◆ **Problem description**: Where "Target" appears in a line of the entries below, that line should be copied.
↓↓↓
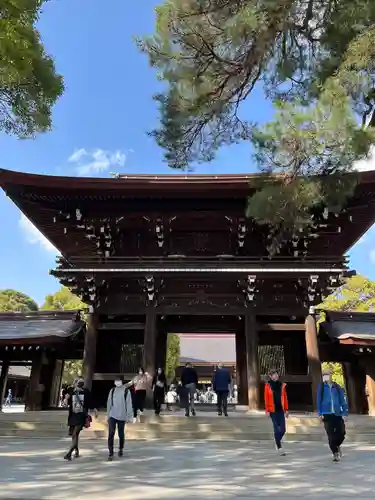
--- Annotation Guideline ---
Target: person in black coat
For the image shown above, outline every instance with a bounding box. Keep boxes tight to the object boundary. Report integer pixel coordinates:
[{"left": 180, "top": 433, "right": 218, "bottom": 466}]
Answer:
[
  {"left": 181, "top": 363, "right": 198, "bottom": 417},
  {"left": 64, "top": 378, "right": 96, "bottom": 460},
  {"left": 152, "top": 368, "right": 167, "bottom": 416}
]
↑↑↑
↓↓↓
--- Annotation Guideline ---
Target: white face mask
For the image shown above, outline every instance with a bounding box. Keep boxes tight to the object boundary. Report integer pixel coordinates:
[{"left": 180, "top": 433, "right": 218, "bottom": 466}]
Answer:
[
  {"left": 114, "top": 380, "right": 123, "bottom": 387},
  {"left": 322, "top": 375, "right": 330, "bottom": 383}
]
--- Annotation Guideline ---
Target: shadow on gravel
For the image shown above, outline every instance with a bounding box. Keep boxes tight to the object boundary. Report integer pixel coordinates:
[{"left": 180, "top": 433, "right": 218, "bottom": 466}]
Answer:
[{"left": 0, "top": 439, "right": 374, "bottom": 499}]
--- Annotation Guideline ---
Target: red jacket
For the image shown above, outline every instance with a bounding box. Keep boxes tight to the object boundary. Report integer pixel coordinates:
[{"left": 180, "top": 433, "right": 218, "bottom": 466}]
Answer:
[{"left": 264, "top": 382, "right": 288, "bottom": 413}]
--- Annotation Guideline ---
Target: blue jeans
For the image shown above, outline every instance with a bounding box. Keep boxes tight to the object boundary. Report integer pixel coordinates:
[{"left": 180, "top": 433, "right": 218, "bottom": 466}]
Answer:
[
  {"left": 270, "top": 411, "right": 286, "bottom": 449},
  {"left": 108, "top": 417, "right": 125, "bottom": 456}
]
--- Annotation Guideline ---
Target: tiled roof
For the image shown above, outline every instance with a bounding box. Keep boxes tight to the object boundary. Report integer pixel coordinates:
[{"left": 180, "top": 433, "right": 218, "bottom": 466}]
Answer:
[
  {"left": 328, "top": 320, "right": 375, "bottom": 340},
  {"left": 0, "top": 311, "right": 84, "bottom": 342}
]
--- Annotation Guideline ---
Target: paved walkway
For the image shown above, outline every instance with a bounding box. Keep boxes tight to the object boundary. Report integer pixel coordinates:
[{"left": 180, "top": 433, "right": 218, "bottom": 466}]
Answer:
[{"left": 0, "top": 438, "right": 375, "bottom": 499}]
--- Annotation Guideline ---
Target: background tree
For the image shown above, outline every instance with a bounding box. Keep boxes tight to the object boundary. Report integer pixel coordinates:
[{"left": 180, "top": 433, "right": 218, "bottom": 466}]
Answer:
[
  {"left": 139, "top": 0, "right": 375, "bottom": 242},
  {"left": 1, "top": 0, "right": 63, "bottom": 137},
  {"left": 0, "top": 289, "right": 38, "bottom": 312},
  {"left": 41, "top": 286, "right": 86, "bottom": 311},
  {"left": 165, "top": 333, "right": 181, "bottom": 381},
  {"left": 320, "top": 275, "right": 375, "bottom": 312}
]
↑↑↑
◆ **Task answer**:
Target: person in black coat
Target: white face mask
Target: shadow on gravel
Target: red jacket
Target: blue jeans
Target: tiled roof
Target: paved walkway
Target: background tree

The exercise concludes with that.